Exercise directions:
Please turn the material below into a Markdown table with two columns, Row and Content, putting each line's number under Row and the line itself under Content, and skip any blank lines.

Working data:

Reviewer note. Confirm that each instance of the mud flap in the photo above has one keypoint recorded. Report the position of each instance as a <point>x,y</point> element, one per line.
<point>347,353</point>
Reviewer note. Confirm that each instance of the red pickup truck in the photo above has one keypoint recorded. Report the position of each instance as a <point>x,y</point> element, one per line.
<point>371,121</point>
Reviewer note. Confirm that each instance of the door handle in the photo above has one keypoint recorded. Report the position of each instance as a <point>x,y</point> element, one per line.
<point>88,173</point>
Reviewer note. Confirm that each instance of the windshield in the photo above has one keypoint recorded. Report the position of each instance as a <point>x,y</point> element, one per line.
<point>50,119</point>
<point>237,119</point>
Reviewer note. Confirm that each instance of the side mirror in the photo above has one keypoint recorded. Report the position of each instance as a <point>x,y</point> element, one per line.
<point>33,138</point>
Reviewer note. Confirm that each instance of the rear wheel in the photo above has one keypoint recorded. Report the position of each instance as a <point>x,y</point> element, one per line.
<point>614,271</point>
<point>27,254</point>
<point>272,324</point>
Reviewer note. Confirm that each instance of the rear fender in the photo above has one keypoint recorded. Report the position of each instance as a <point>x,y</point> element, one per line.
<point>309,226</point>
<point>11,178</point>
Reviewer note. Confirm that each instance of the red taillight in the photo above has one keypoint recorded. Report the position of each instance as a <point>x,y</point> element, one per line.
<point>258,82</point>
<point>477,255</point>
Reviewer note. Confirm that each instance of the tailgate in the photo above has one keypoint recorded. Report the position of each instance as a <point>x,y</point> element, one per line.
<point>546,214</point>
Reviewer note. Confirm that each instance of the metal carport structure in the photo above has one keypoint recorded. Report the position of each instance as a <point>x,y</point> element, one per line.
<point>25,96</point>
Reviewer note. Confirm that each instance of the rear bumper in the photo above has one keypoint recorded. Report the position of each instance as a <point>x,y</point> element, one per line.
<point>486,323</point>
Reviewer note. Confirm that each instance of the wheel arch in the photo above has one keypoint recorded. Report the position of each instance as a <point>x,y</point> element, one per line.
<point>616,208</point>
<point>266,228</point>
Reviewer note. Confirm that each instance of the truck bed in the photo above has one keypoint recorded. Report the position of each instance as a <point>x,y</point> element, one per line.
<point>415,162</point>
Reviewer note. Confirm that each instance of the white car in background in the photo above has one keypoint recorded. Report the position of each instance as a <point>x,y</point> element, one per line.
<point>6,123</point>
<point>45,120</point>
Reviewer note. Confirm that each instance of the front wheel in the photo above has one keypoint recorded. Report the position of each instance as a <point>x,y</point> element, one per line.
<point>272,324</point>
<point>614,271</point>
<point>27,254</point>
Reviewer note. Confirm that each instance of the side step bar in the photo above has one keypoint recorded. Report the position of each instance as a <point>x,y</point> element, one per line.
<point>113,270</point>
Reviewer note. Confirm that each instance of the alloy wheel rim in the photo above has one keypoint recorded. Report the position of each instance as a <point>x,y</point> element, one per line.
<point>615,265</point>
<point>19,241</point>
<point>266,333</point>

Written solution:
| Row | Content |
|---|---|
| 1 | Reviewer note. Confirm that each instance of the mud flap in the photo above has one keypoint recorded. Report the position of each instance as a <point>x,y</point> element, one per line. |
| 2 | <point>347,353</point> |
| 3 | Reviewer note. Confirm that each instance of the red pickup truck in the photo above has one keypoint recorded. Report the position of each instance as a <point>x,y</point> element, one per line. |
| 4 | <point>371,121</point> |
| 5 | Reviewer note. Confirm that each instance of the door handle in the photo above has one keypoint recorded. Report the position of each instance as a <point>x,y</point> element, one per line. |
| 6 | <point>88,173</point> |
| 7 | Reviewer note. Confirm that each instance of the windshield in the photo above has one keypoint recorded. Report the position of each instance as a <point>x,y</point> element, one per line. |
| 8 | <point>50,119</point> |
| 9 | <point>237,119</point> |
| 10 | Reviewer note. Confirm that each instance of the side mirror in the photo above has one keypoint recorded. Report the position of each instance as a <point>x,y</point> element, one per line. |
| 11 | <point>33,138</point> |
| 12 | Reviewer note. Confirm that each instance of the rear wheel in the photo above has one keypoint recorded. Report the position of each instance as a <point>x,y</point> element, one per line. |
| 13 | <point>614,271</point> |
| 14 | <point>27,254</point> |
| 15 | <point>272,324</point> |
| 16 | Reviewer note. Confirm that each instance of the rear fender in the photo above has one keypoint recorded. Report the position of each instance as a <point>x,y</point> element, one per line. |
| 17 | <point>309,226</point> |
| 18 | <point>11,178</point> |
| 19 | Reviewer note. Confirm that each instance of the red taillight in the photo above has one keypoint recorded. Report the position of each instance as a <point>x,y</point> element, one per line. |
| 20 | <point>258,82</point> |
| 21 | <point>477,255</point> |
| 22 | Reviewer note. Confirm that each instance of the tailgate in the photo above has one keypoint recorded. Report the position of each instance as a <point>x,y</point> element, one per line. |
| 23 | <point>546,214</point> |
| 24 | Reviewer note. Confirm that each instance of the metal carport structure in the photo above has one keypoint recorded. Report the position of each instance as a <point>x,y</point> element, one per line. |
| 25 | <point>25,96</point> |
| 26 | Reviewer note. Confirm that each instance of the rear bumper in the photo above has one keypoint recorded. Report the position of each instance as a <point>x,y</point> element, one per line. |
| 27 | <point>486,323</point> |
| 28 | Reviewer note. Confirm that each instance of the wheel arch in the photo above has one keypoint recorded. Report the position of each instance as a <point>x,y</point> element, one per line. |
| 29 | <point>616,208</point> |
| 30 | <point>266,228</point> |
| 31 | Reviewer note. Confirm that each instance of the truck bed in the photo above has one keypoint recorded. Report the position of each instance as a <point>x,y</point> element, one per line. |
| 32 | <point>415,162</point> |
| 33 | Reviewer note. Confirm that each instance of the white car in background in the photo above has one keypoint recorded. Report the position of each instance as a <point>x,y</point> element, one per line. |
| 34 | <point>6,123</point> |
| 35 | <point>45,120</point> |
| 36 | Reviewer note. Confirm that each instance of the front wheel in the photo above has one keypoint recorded. Report the position of each instance as a <point>x,y</point> element, one per line. |
| 37 | <point>272,324</point> |
| 38 | <point>614,271</point> |
| 39 | <point>27,254</point> |
| 40 | Reviewer note. Confirm that each instance of the side step bar in the photo above has one keypoint recorded. Report the position of each instance as a <point>x,y</point> element, one per line. |
| 41 | <point>113,270</point> |
| 42 | Reviewer note. Confirm that each instance of the alloy wheel rim in the photo above has one keypoint recorded. Report the position of each instance as a <point>x,y</point> element, one per line. |
| 43 | <point>615,265</point> |
| 44 | <point>19,241</point> |
| 45 | <point>266,333</point> |